Text provided »
*** Block opens ***
By Anyway Yotamu
Youth, Sport, Arts, and Recreation Minister, Kirsty Coventry was pleased by the progress on uplifting the National Sports Stadium when she on Wednesday 6th of May 2020 toured the sporting facility accompanied by the Permanent Secretary in the Ministry, Dr. Thokozile Chitepo, Sports and Recreation Commission Director-General Prince Mupazviriho, officials from the Ministry of Local Government and Public Works and ZIFA spokesperson Xolisani Gwesela.
The National Sports Stadium has undergone a massive facelift from March this year. Its battered pitch has been transformed into a fresh and green surface, a new media centre has been created while renovations of the dressing rooms now completed.
Speaking to journalists after touring the facility Minister Coventry said, “Government distributed the funds for the exercise and has received reports of the work on most of the targeted areas which is now at 70 percent complete.
“The bucket seats are unlikely to be installed by July 15 because of complications related to their procurement in the wake of the challenges brought about by the global lockdown triggered by the COVID-19 outbreak. The government is going to procure bucket seats for the National Sports Stadium, Barbourfields, and Sakubva because it’s cost-effective to do the process once rather than in phases.”
She also added that “Engineers are looking at how erecting bucket seats will affect the capacity of the stadium with Government looking at the best possible ways of carrying out the exercise without cutting the stadium’s sitting capacity by a considerable figure given doing so will ultimately be unfair to the fans.
“From next week, ZIFA and the Sports Commission will compile all the work done at the National Sports Stadium and send a report to CAF, which should be received before June 15, to enable the continental football governing body to send officials to inspect the giant stadium. The country’s biggest sports stadium, the traditional home of the Warriors, was barred from hosting international matches after both CAF and FIFA ruled there were areas that needed to be fixed first.
“I haven’t been here for about five or six weeks and there have been very drastic changes, especially in the team rooms, in the changing rooms, in the bathrooms, in the media centre here. It’s looking very nice, very professional,” she said.
“The team has been working very hard, it’s nice to see that progress has been made. I’m very happy with how things are. There are a few minor adjustments, on what I have told the teams we would like to see.
“The pitch is great, the before and after pictures I’m seeing there has been a huge change. I think what we would ideally want to see, I think in the next 12 months and this will be budget-dependent, will be to redo the entire pitch, get a fresh pitch in,” said Minister Coventry.
*** Block closes ***
Tasks to perform »
A – Rewrite the National Sports Stadium article from "By Anyway Yotamu" through "spokesperson Xolisani Gwesela.", putting "Thursday" in place of "Wednesday".
B – According to the National Sports Stadium article, by what date should CAF receive the report on the work done at the stadium?
C – In the National Sports Stadium article, which areas does Minister Coventry name as having seen very drastic changes in the five or six weeks since she was last there?

Raw data »
*** Block opens ***
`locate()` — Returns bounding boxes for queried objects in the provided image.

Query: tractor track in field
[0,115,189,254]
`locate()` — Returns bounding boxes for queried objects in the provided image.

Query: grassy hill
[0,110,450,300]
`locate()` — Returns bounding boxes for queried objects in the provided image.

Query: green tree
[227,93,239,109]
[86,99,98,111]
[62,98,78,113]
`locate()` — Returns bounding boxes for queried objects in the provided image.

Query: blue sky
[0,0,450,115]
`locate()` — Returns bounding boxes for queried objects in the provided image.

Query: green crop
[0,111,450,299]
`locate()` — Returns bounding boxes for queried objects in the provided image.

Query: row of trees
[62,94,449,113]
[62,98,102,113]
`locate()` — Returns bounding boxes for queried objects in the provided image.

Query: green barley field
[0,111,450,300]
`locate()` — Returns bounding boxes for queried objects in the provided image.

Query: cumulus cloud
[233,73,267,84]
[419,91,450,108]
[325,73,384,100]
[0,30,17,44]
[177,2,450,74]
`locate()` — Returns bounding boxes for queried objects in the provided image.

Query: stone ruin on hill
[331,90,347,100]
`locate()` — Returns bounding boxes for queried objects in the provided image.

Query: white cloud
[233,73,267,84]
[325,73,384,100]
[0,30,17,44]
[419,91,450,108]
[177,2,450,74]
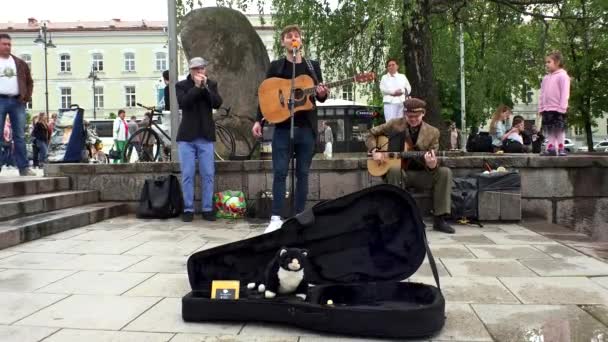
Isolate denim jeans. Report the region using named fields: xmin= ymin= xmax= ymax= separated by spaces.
xmin=177 ymin=138 xmax=215 ymax=212
xmin=0 ymin=97 xmax=29 ymax=171
xmin=272 ymin=127 xmax=315 ymax=216
xmin=36 ymin=139 xmax=49 ymax=165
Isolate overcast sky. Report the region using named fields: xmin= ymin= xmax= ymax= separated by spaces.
xmin=0 ymin=0 xmax=255 ymax=22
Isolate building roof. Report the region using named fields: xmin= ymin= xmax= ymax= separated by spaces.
xmin=0 ymin=18 xmax=167 ymax=33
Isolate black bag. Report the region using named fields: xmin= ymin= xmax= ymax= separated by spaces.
xmin=137 ymin=175 xmax=184 ymax=219
xmin=452 ymin=177 xmax=479 ymax=221
xmin=182 ymin=184 xmax=445 ymax=338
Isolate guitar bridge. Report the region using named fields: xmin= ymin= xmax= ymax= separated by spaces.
xmin=279 ymin=89 xmax=285 ymax=107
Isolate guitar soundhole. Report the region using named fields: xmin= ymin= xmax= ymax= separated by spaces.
xmin=294 ymin=89 xmax=304 ymax=100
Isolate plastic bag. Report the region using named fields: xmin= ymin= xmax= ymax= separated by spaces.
xmin=213 ymin=190 xmax=247 ymax=219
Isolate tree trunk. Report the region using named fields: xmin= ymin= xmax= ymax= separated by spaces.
xmin=402 ymin=0 xmax=447 ymax=148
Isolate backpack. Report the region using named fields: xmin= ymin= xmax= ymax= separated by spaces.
xmin=137 ymin=175 xmax=184 ymax=219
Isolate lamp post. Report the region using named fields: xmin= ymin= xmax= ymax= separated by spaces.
xmin=34 ymin=22 xmax=56 ymax=117
xmin=89 ymin=63 xmax=99 ymax=120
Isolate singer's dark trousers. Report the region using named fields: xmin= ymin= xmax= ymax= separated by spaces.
xmin=272 ymin=127 xmax=315 ymax=216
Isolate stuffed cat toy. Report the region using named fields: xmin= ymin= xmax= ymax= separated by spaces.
xmin=247 ymin=247 xmax=308 ymax=300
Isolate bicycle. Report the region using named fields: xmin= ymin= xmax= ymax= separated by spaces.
xmin=123 ymin=103 xmax=171 ymax=163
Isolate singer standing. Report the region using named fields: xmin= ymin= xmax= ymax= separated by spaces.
xmin=380 ymin=58 xmax=412 ymax=122
xmin=252 ymin=25 xmax=329 ymax=233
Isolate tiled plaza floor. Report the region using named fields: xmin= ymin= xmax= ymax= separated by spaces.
xmin=0 ymin=216 xmax=608 ymax=342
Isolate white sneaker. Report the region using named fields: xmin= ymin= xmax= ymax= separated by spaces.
xmin=264 ymin=215 xmax=283 ymax=234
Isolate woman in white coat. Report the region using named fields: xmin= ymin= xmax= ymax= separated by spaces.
xmin=380 ymin=58 xmax=412 ymax=122
xmin=112 ymin=109 xmax=129 ymax=164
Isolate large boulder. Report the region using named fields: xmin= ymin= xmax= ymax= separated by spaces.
xmin=180 ymin=7 xmax=270 ymax=155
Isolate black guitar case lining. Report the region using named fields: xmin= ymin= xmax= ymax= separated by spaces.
xmin=182 ymin=184 xmax=445 ymax=337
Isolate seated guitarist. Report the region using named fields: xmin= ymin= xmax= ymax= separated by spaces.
xmin=366 ymin=98 xmax=454 ymax=234
xmin=252 ymin=25 xmax=329 ymax=233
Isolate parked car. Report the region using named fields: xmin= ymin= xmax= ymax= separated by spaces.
xmin=542 ymin=138 xmax=580 ymax=153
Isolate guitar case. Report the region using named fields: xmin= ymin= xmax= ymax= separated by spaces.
xmin=182 ymin=184 xmax=445 ymax=338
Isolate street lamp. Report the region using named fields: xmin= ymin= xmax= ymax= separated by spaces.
xmin=89 ymin=63 xmax=99 ymax=120
xmin=34 ymin=22 xmax=56 ymax=116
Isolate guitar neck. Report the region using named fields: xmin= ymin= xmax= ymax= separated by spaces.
xmin=304 ymin=77 xmax=355 ymax=95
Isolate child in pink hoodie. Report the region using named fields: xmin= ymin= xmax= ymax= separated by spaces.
xmin=538 ymin=51 xmax=570 ymax=156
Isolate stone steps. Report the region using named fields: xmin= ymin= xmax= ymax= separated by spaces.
xmin=0 ymin=190 xmax=99 ymax=221
xmin=0 ymin=177 xmax=70 ymax=198
xmin=0 ymin=202 xmax=127 ymax=249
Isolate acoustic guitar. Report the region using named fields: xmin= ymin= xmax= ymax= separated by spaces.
xmin=367 ymin=136 xmax=426 ymax=177
xmin=258 ymin=72 xmax=376 ymax=123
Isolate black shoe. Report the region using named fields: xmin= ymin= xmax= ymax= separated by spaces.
xmin=433 ymin=216 xmax=456 ymax=234
xmin=182 ymin=211 xmax=194 ymax=222
xmin=203 ymin=211 xmax=217 ymax=221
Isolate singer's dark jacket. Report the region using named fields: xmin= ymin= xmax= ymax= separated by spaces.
xmin=256 ymin=57 xmax=327 ymax=135
xmin=175 ymin=75 xmax=222 ymax=141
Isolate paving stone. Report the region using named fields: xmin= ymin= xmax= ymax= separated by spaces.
xmin=431 ymin=245 xmax=475 ymax=259
xmin=124 ymin=273 xmax=191 ymax=298
xmin=500 ymin=277 xmax=608 ymax=304
xmin=469 ymin=245 xmax=551 ymax=259
xmin=0 ymin=253 xmax=77 ymax=270
xmin=15 ymin=295 xmax=160 ymax=331
xmin=71 ymin=229 xmax=141 ymax=241
xmin=122 ymin=298 xmax=243 ymax=335
xmin=412 ymin=277 xmax=520 ymax=304
xmin=473 ymin=304 xmax=608 ymax=342
xmin=0 ymin=269 xmax=74 ymax=292
xmin=171 ymin=334 xmax=303 ymax=342
xmin=580 ymin=305 xmax=608 ymax=325
xmin=124 ymin=256 xmax=188 ymax=273
xmin=484 ymin=233 xmax=557 ymax=245
xmin=534 ymin=245 xmax=585 ymax=259
xmin=520 ymin=257 xmax=608 ymax=277
xmin=124 ymin=241 xmax=205 ymax=256
xmin=36 ymin=271 xmax=153 ymax=296
xmin=11 ymin=240 xmax=82 ymax=253
xmin=0 ymin=292 xmax=66 ymax=325
xmin=44 ymin=329 xmax=173 ymax=342
xmin=0 ymin=325 xmax=58 ymax=342
xmin=441 ymin=258 xmax=545 ymax=277
xmin=61 ymin=240 xmax=145 ymax=255
xmin=434 ymin=303 xmax=492 ymax=341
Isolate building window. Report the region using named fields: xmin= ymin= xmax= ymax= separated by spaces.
xmin=95 ymin=87 xmax=103 ymax=108
xmin=59 ymin=54 xmax=72 ymax=72
xmin=93 ymin=53 xmax=103 ymax=71
xmin=125 ymin=52 xmax=135 ymax=71
xmin=61 ymin=88 xmax=72 ymax=109
xmin=342 ymin=84 xmax=353 ymax=101
xmin=20 ymin=54 xmax=32 ymax=71
xmin=125 ymin=86 xmax=137 ymax=107
xmin=156 ymin=52 xmax=167 ymax=71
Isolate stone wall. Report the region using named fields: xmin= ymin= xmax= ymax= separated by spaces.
xmin=45 ymin=154 xmax=608 ymax=240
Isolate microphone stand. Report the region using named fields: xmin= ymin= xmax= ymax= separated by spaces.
xmin=288 ymin=47 xmax=298 ymax=216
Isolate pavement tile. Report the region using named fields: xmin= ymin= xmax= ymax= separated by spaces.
xmin=122 ymin=297 xmax=243 ymax=335
xmin=500 ymin=277 xmax=608 ymax=304
xmin=124 ymin=273 xmax=191 ymax=298
xmin=469 ymin=245 xmax=551 ymax=259
xmin=473 ymin=304 xmax=608 ymax=342
xmin=36 ymin=271 xmax=153 ymax=296
xmin=0 ymin=292 xmax=66 ymax=325
xmin=44 ymin=329 xmax=173 ymax=342
xmin=0 ymin=325 xmax=58 ymax=342
xmin=441 ymin=258 xmax=546 ymax=277
xmin=0 ymin=269 xmax=74 ymax=292
xmin=516 ymin=257 xmax=608 ymax=277
xmin=15 ymin=295 xmax=160 ymax=331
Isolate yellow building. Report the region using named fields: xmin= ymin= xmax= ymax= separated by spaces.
xmin=0 ymin=18 xmax=169 ymax=119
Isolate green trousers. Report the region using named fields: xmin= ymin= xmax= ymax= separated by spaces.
xmin=384 ymin=166 xmax=452 ymax=216
xmin=113 ymin=140 xmax=127 ymax=164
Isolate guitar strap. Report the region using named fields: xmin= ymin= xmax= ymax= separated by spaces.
xmin=302 ymin=58 xmax=319 ymax=85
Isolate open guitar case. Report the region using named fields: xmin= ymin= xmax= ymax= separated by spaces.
xmin=182 ymin=184 xmax=445 ymax=338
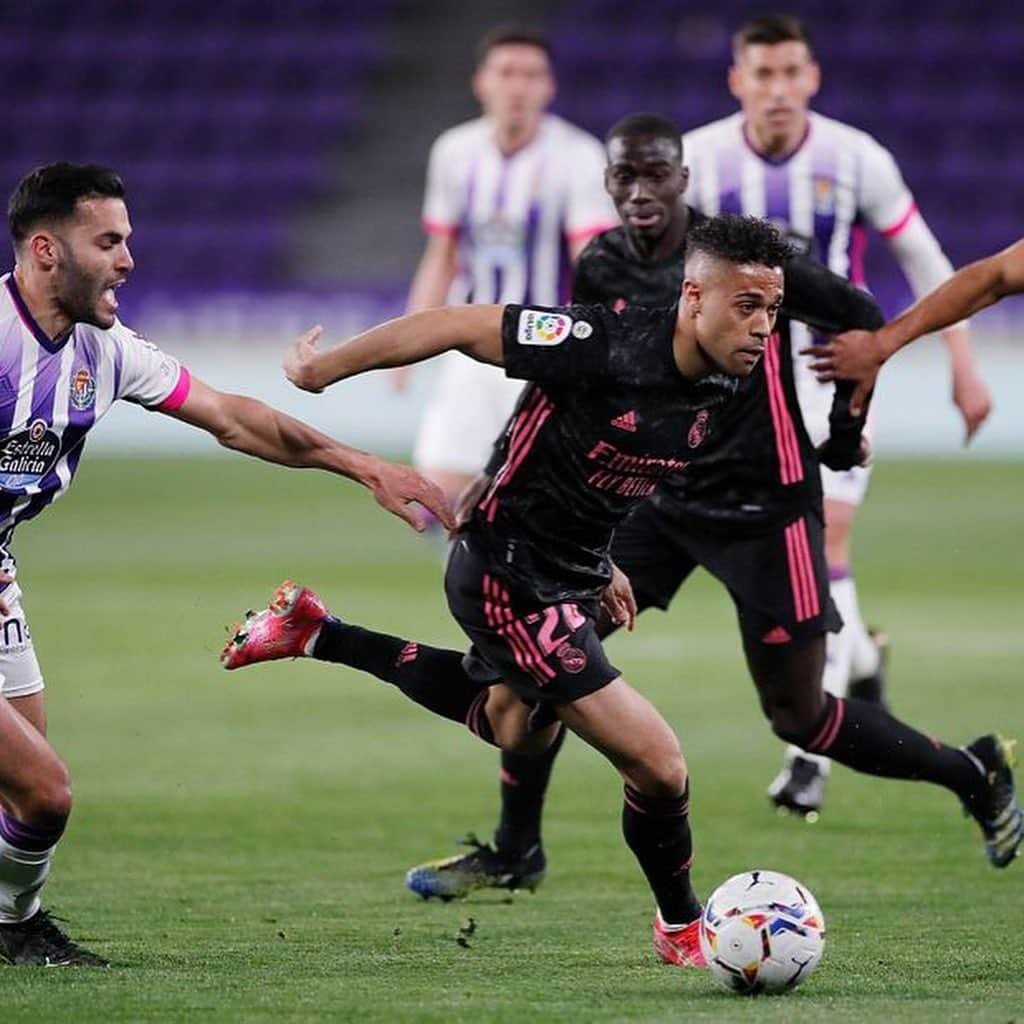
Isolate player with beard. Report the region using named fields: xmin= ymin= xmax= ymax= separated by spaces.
xmin=0 ymin=163 xmax=447 ymax=967
xmin=222 ymin=217 xmax=1020 ymax=967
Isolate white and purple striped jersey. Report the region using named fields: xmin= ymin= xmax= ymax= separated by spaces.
xmin=0 ymin=273 xmax=189 ymax=575
xmin=423 ymin=114 xmax=618 ymax=305
xmin=683 ymin=113 xmax=951 ymax=292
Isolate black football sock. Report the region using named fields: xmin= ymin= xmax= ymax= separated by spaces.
xmin=623 ymin=781 xmax=700 ymax=925
xmin=312 ymin=616 xmax=495 ymax=743
xmin=495 ymin=726 xmax=565 ymax=856
xmin=797 ymin=693 xmax=986 ymax=809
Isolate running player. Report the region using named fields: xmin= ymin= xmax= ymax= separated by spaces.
xmin=228 ymin=217 xmax=1021 ymax=966
xmin=810 ymin=239 xmax=1024 ymax=408
xmin=396 ymin=27 xmax=615 ymax=512
xmin=0 ymin=164 xmax=447 ymax=966
xmin=406 ymin=108 xmax=882 ymax=898
xmin=685 ymin=14 xmax=990 ymax=810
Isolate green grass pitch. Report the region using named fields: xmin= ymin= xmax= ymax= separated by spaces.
xmin=0 ymin=457 xmax=1024 ymax=1024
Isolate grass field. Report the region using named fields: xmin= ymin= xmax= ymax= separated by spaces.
xmin=0 ymin=458 xmax=1024 ymax=1024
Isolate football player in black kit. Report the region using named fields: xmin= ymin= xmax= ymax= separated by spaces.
xmin=389 ymin=114 xmax=1015 ymax=899
xmin=222 ymin=211 xmax=1013 ymax=966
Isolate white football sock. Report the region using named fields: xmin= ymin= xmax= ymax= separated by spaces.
xmin=825 ymin=577 xmax=880 ymax=679
xmin=0 ymin=837 xmax=56 ymax=925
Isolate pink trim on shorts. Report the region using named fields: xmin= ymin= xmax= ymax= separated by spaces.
xmin=764 ymin=334 xmax=804 ymax=483
xmin=879 ymin=200 xmax=918 ymax=239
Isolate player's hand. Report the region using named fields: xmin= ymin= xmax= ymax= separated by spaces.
xmin=362 ymin=459 xmax=455 ymax=534
xmin=282 ymin=324 xmax=324 ymax=394
xmin=0 ymin=572 xmax=14 ymax=618
xmin=455 ymin=473 xmax=492 ymax=529
xmin=815 ymin=434 xmax=871 ymax=473
xmin=800 ymin=331 xmax=886 ymax=416
xmin=601 ymin=564 xmax=637 ymax=631
xmin=953 ymin=367 xmax=992 ymax=445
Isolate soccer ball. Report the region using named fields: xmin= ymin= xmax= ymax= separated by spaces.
xmin=700 ymin=871 xmax=825 ymax=995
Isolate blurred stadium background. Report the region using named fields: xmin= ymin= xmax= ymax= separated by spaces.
xmin=0 ymin=0 xmax=1024 ymax=456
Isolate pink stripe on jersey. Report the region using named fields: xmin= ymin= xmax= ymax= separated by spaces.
xmin=479 ymin=389 xmax=555 ymax=522
xmin=879 ymin=200 xmax=918 ymax=239
xmin=565 ymin=221 xmax=618 ymax=242
xmin=764 ymin=334 xmax=804 ymax=483
xmin=785 ymin=519 xmax=821 ymax=623
xmin=423 ymin=218 xmax=459 ymax=239
xmin=154 ymin=367 xmax=191 ymax=413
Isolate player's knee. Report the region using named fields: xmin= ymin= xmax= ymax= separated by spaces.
xmin=766 ymin=700 xmax=821 ymax=746
xmin=628 ymin=750 xmax=686 ymax=801
xmin=16 ymin=761 xmax=72 ymax=828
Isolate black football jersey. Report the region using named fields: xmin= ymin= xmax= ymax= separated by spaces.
xmin=469 ymin=305 xmax=738 ymax=602
xmin=573 ymin=209 xmax=883 ymax=529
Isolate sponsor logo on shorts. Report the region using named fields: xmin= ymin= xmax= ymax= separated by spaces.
xmin=0 ymin=420 xmax=60 ymax=490
xmin=71 ymin=367 xmax=96 ymax=413
xmin=516 ymin=309 xmax=573 ymax=345
xmin=686 ymin=409 xmax=709 ymax=447
xmin=555 ymin=643 xmax=587 ymax=676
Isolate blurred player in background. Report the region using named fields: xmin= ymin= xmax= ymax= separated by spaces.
xmin=0 ymin=164 xmax=447 ymax=966
xmin=395 ymin=27 xmax=615 ymax=512
xmin=684 ymin=14 xmax=990 ymax=813
xmin=811 ymin=239 xmax=1024 ymax=408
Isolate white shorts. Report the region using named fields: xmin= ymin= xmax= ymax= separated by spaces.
xmin=793 ymin=324 xmax=871 ymax=505
xmin=0 ymin=583 xmax=43 ymax=697
xmin=413 ymin=352 xmax=523 ymax=476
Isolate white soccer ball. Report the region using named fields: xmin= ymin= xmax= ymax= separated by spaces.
xmin=700 ymin=871 xmax=825 ymax=995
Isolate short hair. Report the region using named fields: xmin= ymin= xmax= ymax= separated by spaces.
xmin=604 ymin=114 xmax=683 ymax=160
xmin=476 ymin=25 xmax=553 ymax=68
xmin=7 ymin=162 xmax=125 ymax=246
xmin=686 ymin=213 xmax=793 ymax=266
xmin=732 ymin=13 xmax=814 ymax=54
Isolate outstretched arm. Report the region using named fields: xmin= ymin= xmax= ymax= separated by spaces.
xmin=811 ymin=239 xmax=1024 ymax=406
xmin=284 ymin=305 xmax=505 ymax=391
xmin=158 ymin=377 xmax=454 ymax=530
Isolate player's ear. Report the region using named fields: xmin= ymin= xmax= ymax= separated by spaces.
xmin=727 ymin=63 xmax=743 ymax=102
xmin=27 ymin=231 xmax=60 ymax=270
xmin=681 ymin=278 xmax=700 ymax=319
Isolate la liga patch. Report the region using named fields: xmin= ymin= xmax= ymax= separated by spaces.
xmin=516 ymin=309 xmax=572 ymax=345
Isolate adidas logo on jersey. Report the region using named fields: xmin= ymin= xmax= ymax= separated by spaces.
xmin=611 ymin=409 xmax=637 ymax=434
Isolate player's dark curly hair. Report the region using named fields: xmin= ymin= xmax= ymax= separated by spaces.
xmin=7 ymin=162 xmax=125 ymax=245
xmin=686 ymin=213 xmax=793 ymax=266
xmin=604 ymin=113 xmax=683 ymax=158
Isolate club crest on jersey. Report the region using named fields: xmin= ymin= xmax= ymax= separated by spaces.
xmin=516 ymin=309 xmax=573 ymax=345
xmin=814 ymin=178 xmax=836 ymax=214
xmin=686 ymin=409 xmax=709 ymax=447
xmin=71 ymin=367 xmax=96 ymax=413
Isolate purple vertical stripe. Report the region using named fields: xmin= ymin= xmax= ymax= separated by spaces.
xmin=765 ymin=164 xmax=790 ymax=224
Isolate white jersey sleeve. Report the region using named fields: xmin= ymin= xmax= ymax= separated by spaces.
xmin=565 ymin=133 xmax=618 ymax=241
xmin=423 ymin=132 xmax=463 ymax=234
xmin=858 ymin=132 xmax=918 ymax=238
xmin=109 ymin=321 xmax=189 ymax=409
xmin=860 ymin=136 xmax=953 ymax=298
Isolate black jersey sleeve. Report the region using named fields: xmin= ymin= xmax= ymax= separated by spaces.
xmin=502 ymin=305 xmax=609 ymax=383
xmin=572 ymin=236 xmax=604 ymax=306
xmin=782 ymin=255 xmax=885 ymax=334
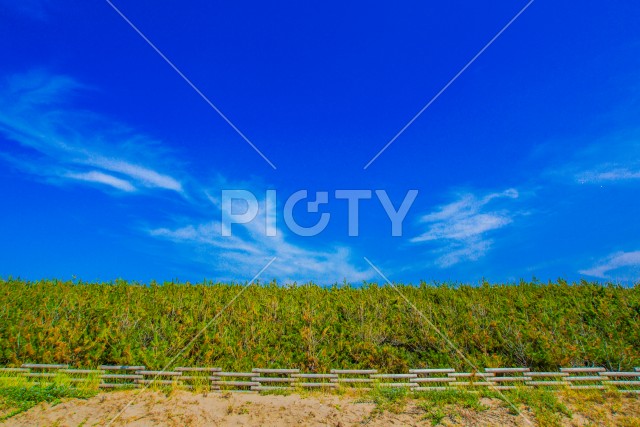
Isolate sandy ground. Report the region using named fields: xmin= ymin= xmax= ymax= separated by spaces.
xmin=0 ymin=391 xmax=640 ymax=427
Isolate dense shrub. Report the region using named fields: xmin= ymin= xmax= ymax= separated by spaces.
xmin=0 ymin=279 xmax=640 ymax=371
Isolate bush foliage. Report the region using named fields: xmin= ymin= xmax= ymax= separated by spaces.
xmin=0 ymin=278 xmax=640 ymax=372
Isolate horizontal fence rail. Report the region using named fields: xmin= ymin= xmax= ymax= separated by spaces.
xmin=0 ymin=363 xmax=640 ymax=394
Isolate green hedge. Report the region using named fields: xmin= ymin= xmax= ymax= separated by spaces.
xmin=0 ymin=278 xmax=640 ymax=372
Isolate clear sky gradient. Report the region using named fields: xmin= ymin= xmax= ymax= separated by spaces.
xmin=0 ymin=0 xmax=640 ymax=284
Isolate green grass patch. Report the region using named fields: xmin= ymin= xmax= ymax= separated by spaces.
xmin=0 ymin=383 xmax=98 ymax=421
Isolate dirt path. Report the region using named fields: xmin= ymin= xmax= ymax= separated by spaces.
xmin=0 ymin=391 xmax=640 ymax=427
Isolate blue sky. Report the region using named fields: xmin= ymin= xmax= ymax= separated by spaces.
xmin=0 ymin=0 xmax=640 ymax=283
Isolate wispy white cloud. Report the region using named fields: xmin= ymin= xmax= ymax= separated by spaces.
xmin=65 ymin=171 xmax=136 ymax=192
xmin=411 ymin=189 xmax=519 ymax=268
xmin=149 ymin=191 xmax=373 ymax=284
xmin=0 ymin=71 xmax=184 ymax=194
xmin=579 ymin=251 xmax=640 ymax=281
xmin=575 ymin=165 xmax=640 ymax=184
*** Block closes ***
Answer section »
A –
By Anyway Yotamu
Youth, Sport, Arts, and Recreation Minister, Kirsty Coventry was pleased by the progress on uplifting the National Sports Stadium when she on Thursday 6th of May 2020 toured the sporting facility accompanied by the Permanent Secretary in the Ministry, Dr. Thokozile Chitepo, Sports and Recreation Commission Director-General Prince Mupazviriho, officials from the Ministry of Local Government and Public Works and ZIFA spokesperson Xolisani Gwesela.

B – Before June 15.

C – The team rooms, the changing rooms, the bathrooms and the media centre.